REQUEST ▸ Rewrite all of the entries below as a numbered list, skipping any blank lines. Leave the pictures out of your answer.

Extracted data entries

= = = =

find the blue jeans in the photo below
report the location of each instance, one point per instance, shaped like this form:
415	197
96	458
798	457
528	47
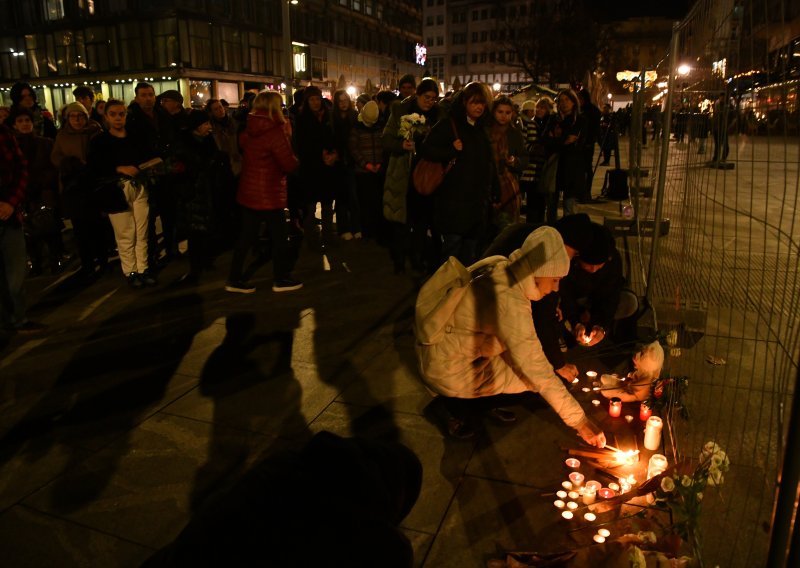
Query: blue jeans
13	268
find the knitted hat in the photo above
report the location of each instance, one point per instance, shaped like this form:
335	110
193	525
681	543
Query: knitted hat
542	254
75	107
369	114
576	230
172	95
599	247
196	118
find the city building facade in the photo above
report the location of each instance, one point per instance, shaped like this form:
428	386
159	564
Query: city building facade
204	48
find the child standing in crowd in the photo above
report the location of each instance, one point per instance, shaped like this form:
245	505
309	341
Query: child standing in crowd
114	157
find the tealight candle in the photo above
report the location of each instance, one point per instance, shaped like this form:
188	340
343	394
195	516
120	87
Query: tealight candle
615	407
657	465
644	412
606	493
652	433
576	478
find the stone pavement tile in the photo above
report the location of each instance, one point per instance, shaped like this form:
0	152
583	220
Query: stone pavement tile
391	379
145	487
488	517
32	464
31	539
421	543
514	453
443	461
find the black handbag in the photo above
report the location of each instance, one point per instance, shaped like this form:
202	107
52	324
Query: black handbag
109	196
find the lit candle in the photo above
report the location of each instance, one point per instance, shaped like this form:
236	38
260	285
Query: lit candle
606	493
652	433
615	407
576	478
657	465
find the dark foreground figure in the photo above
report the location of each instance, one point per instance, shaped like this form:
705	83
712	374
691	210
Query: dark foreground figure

= = = =

EXERCISE ANSWER ▸
1. find the blue jeans in the photo below
2. report the location of each instance, one point per instance, shaped like this form:
3. 415	197
4. 96	458
5. 798	457
6. 528	47
7. Query: blue jeans
8. 13	268
9. find the knitted hat in the photo above
10. report the location of each instance, one point per instance, shaped like this form:
11. 335	110
12. 193	525
13. 681	543
14. Query: knitted hat
15. 542	254
16. 75	107
17. 369	114
18. 576	230
19. 172	95
20. 599	247
21. 196	118
22. find the city building facade in the photo above
23. report the location of each instance, one point per instance, shaped like this form:
24. 428	386
25. 159	564
26. Query: city building facade
27. 204	48
28. find the child standing in crowd in the photo above
29. report the location of each instance, one point per instance, shaped like this form:
30. 245	505
31. 309	341
32. Query: child standing in crowd
33. 114	157
34. find the tealight candle in the photo above
35. report the location of each instance, one point per instance, shaped like this form:
36. 188	340
37. 343	394
38. 195	516
39. 120	87
40. Query: tealight candle
41. 615	407
42. 657	465
43. 644	412
44. 606	493
45. 652	433
46. 576	478
47. find the stone pavement tile in the photo above
48. report the location of each instance, one point per instance, shaped like this form:
49. 0	152
50. 583	220
51. Query: stone pavement tile
52. 391	379
53. 145	487
54. 488	517
55. 32	464
56. 31	539
57. 421	543
58. 514	453
59. 443	461
60. find the black handbag in the photo above
61. report the location of each instance, one point per instance, shaped like this form:
62. 202	107
63. 52	324
64. Query: black handbag
65. 109	196
66. find the lit candle in the photo above
67. report the location of each instance, one point per instance, shaped like this form:
68. 236	38
69. 260	285
70. Query: lit candle
71. 606	493
72. 652	433
73. 615	407
74. 576	478
75. 657	465
76. find the dark foreground figure in the photo above
77. report the location of each instance, one point per instance, shaped like this form:
78. 705	83
79. 712	374
80. 691	210
81. Query: dark foreground figure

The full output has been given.